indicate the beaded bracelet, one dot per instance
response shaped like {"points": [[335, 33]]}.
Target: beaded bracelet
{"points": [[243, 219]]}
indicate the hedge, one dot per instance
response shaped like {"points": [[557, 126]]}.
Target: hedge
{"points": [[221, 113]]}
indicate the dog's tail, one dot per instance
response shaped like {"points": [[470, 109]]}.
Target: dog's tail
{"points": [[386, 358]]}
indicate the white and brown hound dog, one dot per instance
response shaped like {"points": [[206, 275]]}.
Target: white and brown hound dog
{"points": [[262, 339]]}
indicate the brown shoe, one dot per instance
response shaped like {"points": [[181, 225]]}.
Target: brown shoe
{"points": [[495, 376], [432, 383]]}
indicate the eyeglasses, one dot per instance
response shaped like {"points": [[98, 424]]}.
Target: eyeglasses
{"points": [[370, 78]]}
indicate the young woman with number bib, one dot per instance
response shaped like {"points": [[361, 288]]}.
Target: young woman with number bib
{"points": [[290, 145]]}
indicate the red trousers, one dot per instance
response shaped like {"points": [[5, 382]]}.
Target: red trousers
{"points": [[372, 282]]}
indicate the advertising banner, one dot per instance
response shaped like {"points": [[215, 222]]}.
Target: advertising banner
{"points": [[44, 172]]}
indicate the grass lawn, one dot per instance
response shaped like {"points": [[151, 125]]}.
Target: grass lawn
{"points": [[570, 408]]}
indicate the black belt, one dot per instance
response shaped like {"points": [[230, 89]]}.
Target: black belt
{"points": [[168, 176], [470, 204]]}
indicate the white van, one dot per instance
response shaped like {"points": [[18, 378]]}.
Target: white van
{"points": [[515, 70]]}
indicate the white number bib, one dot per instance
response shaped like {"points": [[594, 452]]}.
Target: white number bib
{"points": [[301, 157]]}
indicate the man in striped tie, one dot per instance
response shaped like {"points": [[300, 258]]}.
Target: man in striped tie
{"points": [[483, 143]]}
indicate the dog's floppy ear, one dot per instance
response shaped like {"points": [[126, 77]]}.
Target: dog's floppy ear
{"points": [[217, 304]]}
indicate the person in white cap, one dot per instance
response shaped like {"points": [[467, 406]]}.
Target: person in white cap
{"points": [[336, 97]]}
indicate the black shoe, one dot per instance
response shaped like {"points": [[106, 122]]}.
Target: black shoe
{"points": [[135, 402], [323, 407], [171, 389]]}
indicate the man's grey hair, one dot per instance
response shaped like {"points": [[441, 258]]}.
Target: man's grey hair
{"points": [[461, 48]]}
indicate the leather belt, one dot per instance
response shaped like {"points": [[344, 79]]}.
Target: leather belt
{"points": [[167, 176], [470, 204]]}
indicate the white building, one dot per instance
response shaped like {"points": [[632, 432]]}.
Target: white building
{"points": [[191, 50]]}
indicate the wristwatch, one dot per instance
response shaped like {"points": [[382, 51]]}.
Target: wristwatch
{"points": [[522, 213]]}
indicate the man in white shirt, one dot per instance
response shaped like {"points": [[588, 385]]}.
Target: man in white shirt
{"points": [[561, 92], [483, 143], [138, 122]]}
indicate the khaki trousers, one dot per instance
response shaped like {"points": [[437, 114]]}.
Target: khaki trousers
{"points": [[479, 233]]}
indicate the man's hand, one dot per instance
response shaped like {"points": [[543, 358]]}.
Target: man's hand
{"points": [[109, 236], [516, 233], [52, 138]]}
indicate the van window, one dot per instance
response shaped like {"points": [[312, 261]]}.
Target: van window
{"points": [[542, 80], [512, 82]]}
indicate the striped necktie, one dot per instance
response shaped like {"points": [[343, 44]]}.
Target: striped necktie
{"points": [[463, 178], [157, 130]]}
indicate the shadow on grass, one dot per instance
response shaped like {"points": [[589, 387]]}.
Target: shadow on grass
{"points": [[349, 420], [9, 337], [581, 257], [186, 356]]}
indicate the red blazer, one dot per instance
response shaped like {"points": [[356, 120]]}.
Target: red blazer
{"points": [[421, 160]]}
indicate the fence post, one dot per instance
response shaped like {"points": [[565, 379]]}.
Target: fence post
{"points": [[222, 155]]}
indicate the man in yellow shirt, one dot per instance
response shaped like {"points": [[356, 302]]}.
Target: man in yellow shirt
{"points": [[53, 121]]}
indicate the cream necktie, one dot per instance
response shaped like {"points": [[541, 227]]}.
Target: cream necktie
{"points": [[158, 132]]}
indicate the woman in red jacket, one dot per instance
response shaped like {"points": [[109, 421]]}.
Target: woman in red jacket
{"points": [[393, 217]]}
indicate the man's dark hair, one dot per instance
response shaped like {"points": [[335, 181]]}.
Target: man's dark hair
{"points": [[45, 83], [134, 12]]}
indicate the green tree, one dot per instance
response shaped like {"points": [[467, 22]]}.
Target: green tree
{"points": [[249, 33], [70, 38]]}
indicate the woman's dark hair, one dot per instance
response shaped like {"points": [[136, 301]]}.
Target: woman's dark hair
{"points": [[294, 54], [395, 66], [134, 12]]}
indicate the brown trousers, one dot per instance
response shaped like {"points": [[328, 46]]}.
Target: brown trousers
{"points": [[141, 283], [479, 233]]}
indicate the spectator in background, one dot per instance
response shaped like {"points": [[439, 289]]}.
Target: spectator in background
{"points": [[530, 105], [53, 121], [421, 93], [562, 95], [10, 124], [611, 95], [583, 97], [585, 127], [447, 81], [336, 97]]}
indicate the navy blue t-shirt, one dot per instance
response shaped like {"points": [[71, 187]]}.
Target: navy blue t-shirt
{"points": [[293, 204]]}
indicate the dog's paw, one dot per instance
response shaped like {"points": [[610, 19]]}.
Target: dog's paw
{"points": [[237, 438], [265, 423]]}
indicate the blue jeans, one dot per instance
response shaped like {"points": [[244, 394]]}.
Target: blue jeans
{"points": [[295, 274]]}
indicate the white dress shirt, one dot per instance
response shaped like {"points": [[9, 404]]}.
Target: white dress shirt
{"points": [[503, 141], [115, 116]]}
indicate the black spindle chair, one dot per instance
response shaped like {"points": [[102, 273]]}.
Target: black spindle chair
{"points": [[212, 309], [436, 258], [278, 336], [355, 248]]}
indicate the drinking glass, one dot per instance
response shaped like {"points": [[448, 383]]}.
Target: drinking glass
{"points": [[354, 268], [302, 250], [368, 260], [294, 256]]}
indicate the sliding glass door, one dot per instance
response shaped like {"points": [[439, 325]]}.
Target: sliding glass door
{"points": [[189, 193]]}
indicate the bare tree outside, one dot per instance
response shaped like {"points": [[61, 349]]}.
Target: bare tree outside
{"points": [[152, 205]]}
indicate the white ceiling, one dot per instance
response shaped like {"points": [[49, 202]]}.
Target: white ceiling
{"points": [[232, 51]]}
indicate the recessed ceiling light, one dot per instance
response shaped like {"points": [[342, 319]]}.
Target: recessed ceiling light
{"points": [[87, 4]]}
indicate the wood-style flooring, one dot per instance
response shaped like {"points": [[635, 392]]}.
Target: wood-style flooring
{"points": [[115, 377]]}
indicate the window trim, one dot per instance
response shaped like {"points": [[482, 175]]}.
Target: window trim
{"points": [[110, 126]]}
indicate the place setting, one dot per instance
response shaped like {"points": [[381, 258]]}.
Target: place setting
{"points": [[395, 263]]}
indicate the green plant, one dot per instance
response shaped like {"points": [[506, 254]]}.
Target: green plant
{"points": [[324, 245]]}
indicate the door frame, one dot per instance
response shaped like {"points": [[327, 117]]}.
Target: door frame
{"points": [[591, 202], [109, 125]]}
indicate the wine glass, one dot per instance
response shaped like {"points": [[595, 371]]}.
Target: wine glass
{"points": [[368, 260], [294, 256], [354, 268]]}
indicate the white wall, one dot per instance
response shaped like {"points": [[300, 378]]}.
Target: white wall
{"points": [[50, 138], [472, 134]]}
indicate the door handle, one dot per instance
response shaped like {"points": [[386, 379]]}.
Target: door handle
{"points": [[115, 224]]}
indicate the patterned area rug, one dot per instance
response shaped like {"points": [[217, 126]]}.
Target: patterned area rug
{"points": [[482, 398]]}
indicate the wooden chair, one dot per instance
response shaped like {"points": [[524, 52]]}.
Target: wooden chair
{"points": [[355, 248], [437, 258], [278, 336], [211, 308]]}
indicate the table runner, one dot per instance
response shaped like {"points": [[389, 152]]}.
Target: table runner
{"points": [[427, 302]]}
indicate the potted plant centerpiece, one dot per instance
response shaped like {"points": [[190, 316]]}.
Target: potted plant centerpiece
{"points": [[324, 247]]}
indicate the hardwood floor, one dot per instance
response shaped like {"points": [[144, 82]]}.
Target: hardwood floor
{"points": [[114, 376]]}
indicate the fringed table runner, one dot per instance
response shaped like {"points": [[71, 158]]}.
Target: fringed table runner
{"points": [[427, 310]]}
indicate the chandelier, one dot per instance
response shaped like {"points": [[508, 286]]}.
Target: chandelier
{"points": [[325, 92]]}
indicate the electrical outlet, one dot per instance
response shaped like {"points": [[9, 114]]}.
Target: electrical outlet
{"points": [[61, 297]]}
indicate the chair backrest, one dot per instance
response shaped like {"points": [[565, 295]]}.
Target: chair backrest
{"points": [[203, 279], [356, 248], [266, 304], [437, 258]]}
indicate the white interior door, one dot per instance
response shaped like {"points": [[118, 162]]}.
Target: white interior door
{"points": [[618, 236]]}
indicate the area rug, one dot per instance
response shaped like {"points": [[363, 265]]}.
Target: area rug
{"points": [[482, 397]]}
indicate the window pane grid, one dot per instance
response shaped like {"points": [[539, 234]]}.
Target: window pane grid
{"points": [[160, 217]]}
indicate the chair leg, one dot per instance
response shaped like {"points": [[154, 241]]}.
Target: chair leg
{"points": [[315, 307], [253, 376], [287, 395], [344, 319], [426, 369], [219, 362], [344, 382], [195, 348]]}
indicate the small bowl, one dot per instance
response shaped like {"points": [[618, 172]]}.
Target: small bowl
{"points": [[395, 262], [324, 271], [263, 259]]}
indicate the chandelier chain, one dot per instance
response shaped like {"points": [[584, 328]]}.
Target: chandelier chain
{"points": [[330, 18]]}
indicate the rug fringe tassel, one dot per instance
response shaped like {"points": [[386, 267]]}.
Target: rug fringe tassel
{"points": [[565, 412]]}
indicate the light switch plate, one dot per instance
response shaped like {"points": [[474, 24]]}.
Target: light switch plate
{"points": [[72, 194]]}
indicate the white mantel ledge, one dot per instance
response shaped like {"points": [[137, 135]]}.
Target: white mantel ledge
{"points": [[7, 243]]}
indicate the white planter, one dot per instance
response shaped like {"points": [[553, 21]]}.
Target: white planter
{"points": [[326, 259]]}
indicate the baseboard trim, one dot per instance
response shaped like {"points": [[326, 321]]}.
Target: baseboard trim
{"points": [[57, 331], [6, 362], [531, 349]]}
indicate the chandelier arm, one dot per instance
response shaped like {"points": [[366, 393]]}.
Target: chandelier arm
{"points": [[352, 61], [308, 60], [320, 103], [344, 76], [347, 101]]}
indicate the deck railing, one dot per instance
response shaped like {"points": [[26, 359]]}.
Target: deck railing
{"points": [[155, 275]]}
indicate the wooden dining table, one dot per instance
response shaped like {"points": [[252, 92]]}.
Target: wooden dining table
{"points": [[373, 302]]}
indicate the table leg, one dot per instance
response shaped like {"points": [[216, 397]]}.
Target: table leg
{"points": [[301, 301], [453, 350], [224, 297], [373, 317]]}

☆ ☆ ☆ ☆ ☆

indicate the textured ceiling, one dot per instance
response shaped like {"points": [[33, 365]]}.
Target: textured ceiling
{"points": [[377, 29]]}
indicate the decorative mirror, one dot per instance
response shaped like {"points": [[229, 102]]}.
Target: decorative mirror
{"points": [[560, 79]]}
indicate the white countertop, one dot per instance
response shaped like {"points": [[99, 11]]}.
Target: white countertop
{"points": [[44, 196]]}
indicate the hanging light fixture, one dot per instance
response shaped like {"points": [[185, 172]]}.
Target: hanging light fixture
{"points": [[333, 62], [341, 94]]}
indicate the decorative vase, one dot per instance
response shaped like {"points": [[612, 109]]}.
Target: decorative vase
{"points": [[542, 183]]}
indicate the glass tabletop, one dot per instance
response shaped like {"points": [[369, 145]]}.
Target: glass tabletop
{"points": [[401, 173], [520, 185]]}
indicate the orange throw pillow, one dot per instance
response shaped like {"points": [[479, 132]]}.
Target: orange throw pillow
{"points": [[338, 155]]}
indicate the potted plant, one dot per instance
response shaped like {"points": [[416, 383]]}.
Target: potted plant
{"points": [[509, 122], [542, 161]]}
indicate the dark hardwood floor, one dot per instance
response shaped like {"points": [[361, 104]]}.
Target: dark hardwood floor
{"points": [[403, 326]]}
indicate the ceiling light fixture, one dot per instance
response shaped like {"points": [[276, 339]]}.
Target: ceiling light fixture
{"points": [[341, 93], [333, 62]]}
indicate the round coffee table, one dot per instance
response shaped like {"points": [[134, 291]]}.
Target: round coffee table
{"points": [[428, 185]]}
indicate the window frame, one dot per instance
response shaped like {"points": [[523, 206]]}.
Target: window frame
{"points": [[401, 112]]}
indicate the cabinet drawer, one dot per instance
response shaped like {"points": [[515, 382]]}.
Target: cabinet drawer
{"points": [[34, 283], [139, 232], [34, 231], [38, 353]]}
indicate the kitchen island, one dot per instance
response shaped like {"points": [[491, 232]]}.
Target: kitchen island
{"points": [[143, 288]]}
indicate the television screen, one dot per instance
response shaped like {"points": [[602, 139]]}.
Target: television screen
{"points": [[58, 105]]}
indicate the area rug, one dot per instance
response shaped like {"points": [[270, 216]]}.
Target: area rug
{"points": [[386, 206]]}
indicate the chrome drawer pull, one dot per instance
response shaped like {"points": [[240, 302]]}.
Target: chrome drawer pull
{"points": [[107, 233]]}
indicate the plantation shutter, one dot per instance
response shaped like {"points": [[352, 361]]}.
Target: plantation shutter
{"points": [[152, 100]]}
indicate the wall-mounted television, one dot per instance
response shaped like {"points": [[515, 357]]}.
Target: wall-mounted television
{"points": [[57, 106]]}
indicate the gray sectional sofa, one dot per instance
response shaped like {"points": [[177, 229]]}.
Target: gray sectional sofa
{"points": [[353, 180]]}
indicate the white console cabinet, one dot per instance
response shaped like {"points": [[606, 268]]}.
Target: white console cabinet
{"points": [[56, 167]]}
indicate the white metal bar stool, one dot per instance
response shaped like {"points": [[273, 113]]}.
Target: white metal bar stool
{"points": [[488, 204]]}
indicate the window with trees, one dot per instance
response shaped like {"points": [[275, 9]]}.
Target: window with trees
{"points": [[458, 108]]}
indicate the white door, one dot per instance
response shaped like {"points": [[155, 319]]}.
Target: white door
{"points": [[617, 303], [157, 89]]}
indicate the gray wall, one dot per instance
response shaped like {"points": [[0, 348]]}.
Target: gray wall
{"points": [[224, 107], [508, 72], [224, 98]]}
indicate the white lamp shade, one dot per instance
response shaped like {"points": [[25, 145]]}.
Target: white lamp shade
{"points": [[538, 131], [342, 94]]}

☆ ☆ ☆ ☆ ☆

How many lines of the records above contain the string "fringed"? Reply with the number only.

→ **Result for this task**
2